Copy the entries starting at the very first one and ending at the line that contains "(1019, 483)", swapping "yellow pencil" for "orange pencil" and keeping everything else unchanged.

INPUT FOR THIS TASK.
—————

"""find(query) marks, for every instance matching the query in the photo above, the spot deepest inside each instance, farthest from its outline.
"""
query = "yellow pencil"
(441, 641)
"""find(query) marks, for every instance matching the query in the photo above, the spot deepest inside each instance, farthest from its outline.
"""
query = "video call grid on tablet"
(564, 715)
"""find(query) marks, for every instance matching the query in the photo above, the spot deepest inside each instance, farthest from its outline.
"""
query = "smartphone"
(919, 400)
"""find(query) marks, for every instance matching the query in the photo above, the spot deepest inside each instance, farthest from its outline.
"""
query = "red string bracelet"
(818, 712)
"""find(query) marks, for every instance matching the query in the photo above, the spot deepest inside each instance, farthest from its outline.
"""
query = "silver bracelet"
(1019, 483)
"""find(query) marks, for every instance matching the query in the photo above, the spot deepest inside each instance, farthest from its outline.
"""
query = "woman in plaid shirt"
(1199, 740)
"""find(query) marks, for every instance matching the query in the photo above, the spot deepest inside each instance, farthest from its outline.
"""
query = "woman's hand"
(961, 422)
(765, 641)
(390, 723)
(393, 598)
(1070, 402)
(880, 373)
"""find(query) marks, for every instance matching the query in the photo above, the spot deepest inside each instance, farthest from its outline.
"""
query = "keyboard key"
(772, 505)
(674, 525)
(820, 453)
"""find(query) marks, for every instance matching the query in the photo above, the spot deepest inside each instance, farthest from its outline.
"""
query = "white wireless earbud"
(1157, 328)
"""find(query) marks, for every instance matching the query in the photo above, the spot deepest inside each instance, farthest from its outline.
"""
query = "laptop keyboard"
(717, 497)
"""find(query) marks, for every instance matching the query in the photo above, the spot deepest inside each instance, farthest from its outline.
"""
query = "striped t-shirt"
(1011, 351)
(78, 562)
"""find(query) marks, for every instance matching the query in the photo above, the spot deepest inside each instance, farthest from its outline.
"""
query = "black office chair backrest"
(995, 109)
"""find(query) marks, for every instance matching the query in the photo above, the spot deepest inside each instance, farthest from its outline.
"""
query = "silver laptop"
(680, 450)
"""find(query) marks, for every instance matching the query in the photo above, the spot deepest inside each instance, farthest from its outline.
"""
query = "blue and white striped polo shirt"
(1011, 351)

—————

EXPECTED OUTPUT.
"""find(query) marks, for every instance matching the query in the photo above, the spot deepest inside each instance, farthest from its outline.
"""
query = "orange pencil"
(441, 641)
"""find(query) marks, for every instance matching the query in the photo above, the spot deepest inside each instance, farthest from its outline.
"""
query = "video call grid on tablet"
(564, 715)
"""find(query) marks, for every instance matching the query in the photo above, the spot deepest inside each instance, farthest from its outline.
"""
query = "smartphone"
(919, 400)
"""find(query) marks, for every instance matching the query in the photo above, the spot deepest inside each instance, farthest from its outline.
"""
query = "red string bracelet"
(818, 712)
"""find(query) marks, for every instance matching the query in the photo above, the spot deepest inside each instance, farthest from its outline.
"""
query = "silver bracelet"
(1019, 483)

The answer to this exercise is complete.